Work to do:
Could you repeat the material below, swapping every "report the position" for "give the location" and leaving everything else as it is?

Excerpted records:
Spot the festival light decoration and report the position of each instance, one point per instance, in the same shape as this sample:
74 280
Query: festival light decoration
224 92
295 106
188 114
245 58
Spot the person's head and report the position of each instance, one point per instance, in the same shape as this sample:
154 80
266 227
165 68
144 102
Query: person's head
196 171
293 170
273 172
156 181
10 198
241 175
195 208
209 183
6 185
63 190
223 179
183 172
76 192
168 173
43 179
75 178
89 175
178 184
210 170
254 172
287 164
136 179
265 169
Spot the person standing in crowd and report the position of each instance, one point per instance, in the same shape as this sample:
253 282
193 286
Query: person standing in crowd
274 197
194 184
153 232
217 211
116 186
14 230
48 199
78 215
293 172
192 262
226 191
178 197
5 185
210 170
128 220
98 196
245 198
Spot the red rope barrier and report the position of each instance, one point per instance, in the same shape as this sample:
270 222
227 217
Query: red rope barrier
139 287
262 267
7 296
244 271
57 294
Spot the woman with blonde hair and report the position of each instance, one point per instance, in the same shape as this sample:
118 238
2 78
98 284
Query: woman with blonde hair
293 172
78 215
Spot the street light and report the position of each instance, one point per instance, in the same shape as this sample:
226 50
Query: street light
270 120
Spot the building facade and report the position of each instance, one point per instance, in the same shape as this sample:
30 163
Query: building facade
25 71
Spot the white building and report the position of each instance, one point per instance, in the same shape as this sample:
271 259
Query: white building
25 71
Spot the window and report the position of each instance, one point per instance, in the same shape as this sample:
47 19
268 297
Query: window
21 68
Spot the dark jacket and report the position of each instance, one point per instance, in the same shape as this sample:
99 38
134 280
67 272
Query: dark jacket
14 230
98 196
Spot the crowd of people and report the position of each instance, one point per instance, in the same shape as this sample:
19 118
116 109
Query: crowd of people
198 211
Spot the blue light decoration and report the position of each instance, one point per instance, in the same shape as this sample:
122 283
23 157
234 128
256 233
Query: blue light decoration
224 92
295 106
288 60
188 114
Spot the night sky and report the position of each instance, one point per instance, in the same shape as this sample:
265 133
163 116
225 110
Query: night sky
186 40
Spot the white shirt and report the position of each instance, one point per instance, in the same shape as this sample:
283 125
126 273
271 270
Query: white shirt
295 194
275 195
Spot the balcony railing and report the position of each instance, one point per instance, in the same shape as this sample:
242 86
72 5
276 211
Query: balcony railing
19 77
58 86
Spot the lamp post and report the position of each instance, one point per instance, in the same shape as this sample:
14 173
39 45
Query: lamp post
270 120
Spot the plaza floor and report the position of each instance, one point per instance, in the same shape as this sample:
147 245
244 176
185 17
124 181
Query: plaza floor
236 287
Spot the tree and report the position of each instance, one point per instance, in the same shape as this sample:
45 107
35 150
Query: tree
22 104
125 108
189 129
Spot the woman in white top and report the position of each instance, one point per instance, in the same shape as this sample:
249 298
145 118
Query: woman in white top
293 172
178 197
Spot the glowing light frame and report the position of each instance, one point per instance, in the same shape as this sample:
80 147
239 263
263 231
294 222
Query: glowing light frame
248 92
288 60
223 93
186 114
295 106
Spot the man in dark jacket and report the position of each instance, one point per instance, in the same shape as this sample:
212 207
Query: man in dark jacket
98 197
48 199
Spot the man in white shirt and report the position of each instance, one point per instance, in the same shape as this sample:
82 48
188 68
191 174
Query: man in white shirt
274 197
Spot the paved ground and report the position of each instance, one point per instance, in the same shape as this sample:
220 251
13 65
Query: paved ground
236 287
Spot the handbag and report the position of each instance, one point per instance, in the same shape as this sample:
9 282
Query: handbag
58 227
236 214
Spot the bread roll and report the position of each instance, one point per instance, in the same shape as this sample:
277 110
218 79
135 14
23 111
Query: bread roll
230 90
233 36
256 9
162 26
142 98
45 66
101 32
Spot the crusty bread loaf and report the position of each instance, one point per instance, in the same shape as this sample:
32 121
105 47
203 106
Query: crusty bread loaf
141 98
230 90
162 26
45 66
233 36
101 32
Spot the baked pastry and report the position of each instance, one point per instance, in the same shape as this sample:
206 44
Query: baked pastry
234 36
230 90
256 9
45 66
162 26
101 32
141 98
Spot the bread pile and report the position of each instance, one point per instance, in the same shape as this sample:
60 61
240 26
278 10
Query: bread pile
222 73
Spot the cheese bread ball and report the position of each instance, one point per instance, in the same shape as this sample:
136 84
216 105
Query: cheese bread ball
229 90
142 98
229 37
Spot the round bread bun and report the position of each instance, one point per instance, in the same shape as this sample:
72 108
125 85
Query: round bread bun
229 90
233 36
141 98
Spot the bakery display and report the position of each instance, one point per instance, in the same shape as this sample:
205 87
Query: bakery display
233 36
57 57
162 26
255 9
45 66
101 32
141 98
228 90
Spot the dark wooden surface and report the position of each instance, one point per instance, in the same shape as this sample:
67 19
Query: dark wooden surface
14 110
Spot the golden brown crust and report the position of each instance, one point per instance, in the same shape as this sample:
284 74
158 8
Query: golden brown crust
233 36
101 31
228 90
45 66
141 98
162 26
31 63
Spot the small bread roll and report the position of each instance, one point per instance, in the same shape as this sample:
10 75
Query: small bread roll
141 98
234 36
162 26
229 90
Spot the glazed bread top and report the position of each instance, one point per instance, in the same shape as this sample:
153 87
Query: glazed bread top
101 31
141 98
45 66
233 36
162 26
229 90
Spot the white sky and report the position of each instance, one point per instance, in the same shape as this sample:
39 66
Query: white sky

Solution below:
Spot the festival light decoration and give the location of each instance, one point per instance, in the same shape as this sample:
74 280
Query: festival light decoration
224 92
295 106
188 114
245 58
Spot the person's head and give the location of each instance, one point per instance, in the same shape as this sample:
154 80
266 227
165 68
144 102
Query: person's head
196 171
293 170
273 172
156 181
10 198
241 175
195 208
209 183
6 185
63 190
223 179
183 172
76 192
168 173
43 179
75 178
89 175
178 184
210 170
254 172
287 164
136 179
265 169
Spot the person standing in crowd and give the location of each instance, one point per instance, in the same shape as this sample:
253 282
193 286
Query: person standing in crowd
274 197
194 184
153 232
217 211
116 186
14 230
48 199
78 215
293 172
192 262
226 191
178 197
5 185
210 170
128 220
98 196
245 198
Spot the red rope barrier and give the location of each instance, one point per instance, in the same shape as this sample:
270 222
227 217
Query: red rope barrier
139 287
262 267
7 296
244 271
57 294
Spot the woman with blonde hair and give the location of each instance, one point per instance, in the same shape as this sample:
118 238
2 78
98 284
Query: woman with blonde hair
293 172
78 215
Spot the street light and give the location of each instance, one point per instance, in the same shape as this sample:
226 50
Query: street light
270 120
Spot the building facade and give the location of each instance, one point per instance, in the same shape as this sample:
30 163
Query: building facade
25 71
Spot the white building and give the location of each instance, one point per instance, in the same shape as this sample:
271 259
Query: white building
25 71
Spot the window and give the location of each instance, one point per instance, in the same shape as this sample:
47 19
268 297
Query: window
21 68
Spot the dark jacket and give the location of each instance, one point per instance, in the same shape as this sample:
99 38
134 280
67 272
Query: dark jacket
14 230
98 196
Spot the crowd of people and give the location of each instance, one point per instance, in the same shape as this sample:
19 118
116 109
Query: crowd of people
198 211
Spot the blue light decoration and give the location of each instance, one point per instance, in the same shape as this sample:
122 283
23 157
234 128
256 233
Query: blue light decoration
224 92
295 106
288 60
188 114
Spot the night sky and give the location of each instance, one point per instance, in the same shape as this sample:
265 133
163 116
225 110
Query: night sky
186 40
Spot the white shirt and give the location of each instance, one point per instance, in the same shape as this sample:
283 125
126 273
271 270
Query: white shirt
295 194
275 195
Spot the balcony railing and give the location of each instance, one point per instance, in the same shape as this sample:
242 86
72 5
276 211
Query: balcony railing
19 77
58 86
Spot the lamp post and give the location of each instance, one point per instance, in the same shape as this sample:
14 173
39 45
Query: lamp post
270 120
Spot the plaza floor and give the location of each instance, one point per instance, in the same shape as this sample:
147 245
244 176
185 17
124 181
Query: plaza floor
236 287
Spot the tree and give the location of each instance, one point per instance, in the same shape as this sample:
45 107
35 150
Query: tree
22 104
125 108
189 129
Spot the woman in white top and give the location of each instance, one point per instance, in the same shape as this sample:
249 298
145 118
Query: woman in white top
293 172
178 197
Spot the glowing light frame and give the location of each instance, one point per instance, in the same shape as this sample:
80 147
239 263
263 231
294 222
Query: glowing light frame
248 92
288 60
223 93
186 114
295 106
Spot the man in dark jacket and give the location of each instance, one point per instance, in the same shape as this sample:
212 207
Query: man in dark jacket
98 197
48 199
Spot the man in white shirt and give the location of each instance, one point per instance, in the same shape as this sample:
82 48
188 68
191 174
Query: man in white shirt
274 197
Spot the paved ground and give the location of each instance, one point per instance, in the same shape as this sample:
220 251
13 65
Query: paved ground
236 287
Spot the handbag and give the location of each instance, one point per instance, in the same shape as this sample:
9 282
Query: handbag
58 227
236 214
Spot the bread roll and give the location of each instance, one point per instance, in the same shape as this sample:
277 110
218 79
135 14
23 111
Query: bread roll
230 90
233 36
256 9
162 26
142 98
45 66
101 32
Spot the crusty bread loaf and give the location of each instance, one point per instance, in the same shape as this sample:
32 121
105 47
203 106
Query: crusty bread loaf
141 98
230 90
162 26
45 66
233 36
101 32
Spot the baked pastry and give the location of each instance, one point per instance, in the same shape as this sample:
206 44
Query: baked pastry
234 36
230 90
256 9
45 66
162 26
101 32
141 98
Spot the bread pile and give the location of each instance, one point per instance, in the same shape as this sample:
60 61
240 26
278 10
Query: bread pile
222 73
Spot the cheese bread ball and give the location of each instance, one point per instance, in the same shape as this sample:
136 84
216 105
Query: cheese bread ball
229 90
142 98
229 37
Spot the round bread bun and give the location of each instance, one point per instance, in the same shape as this sample:
72 108
125 85
Query: round bread bun
229 90
233 36
141 98
Spot the bakery display and give the location of each instance, one point per instance, in the same shape as this sample:
205 87
Query: bakery display
233 36
57 57
162 26
255 9
45 66
101 32
141 98
228 90
Spot the dark wooden surface and give the location of each instance, one point per instance, in the same shape as this sample:
67 19
Query: dark wooden surface
14 110
Spot the golden brown crust and give the location of each instance, one point per instance, in the same shape as this sample:
284 74
158 8
Query: golden brown crust
233 36
101 31
228 90
45 66
141 98
162 26
31 63
Spot the small bread roll and give the location of each instance, one point per instance, in the same shape as this sample:
10 75
Query: small bread roll
141 98
234 36
162 26
229 90
Spot the glazed bread top and give the location of each instance, one point per instance, in the same shape as this sample:
153 87
Query: glazed bread top
101 31
141 98
45 66
233 36
162 26
229 90
Spot the white sky and give the location of each instance, one point per instance, in the same shape as this sample:
39 66
Query: white sky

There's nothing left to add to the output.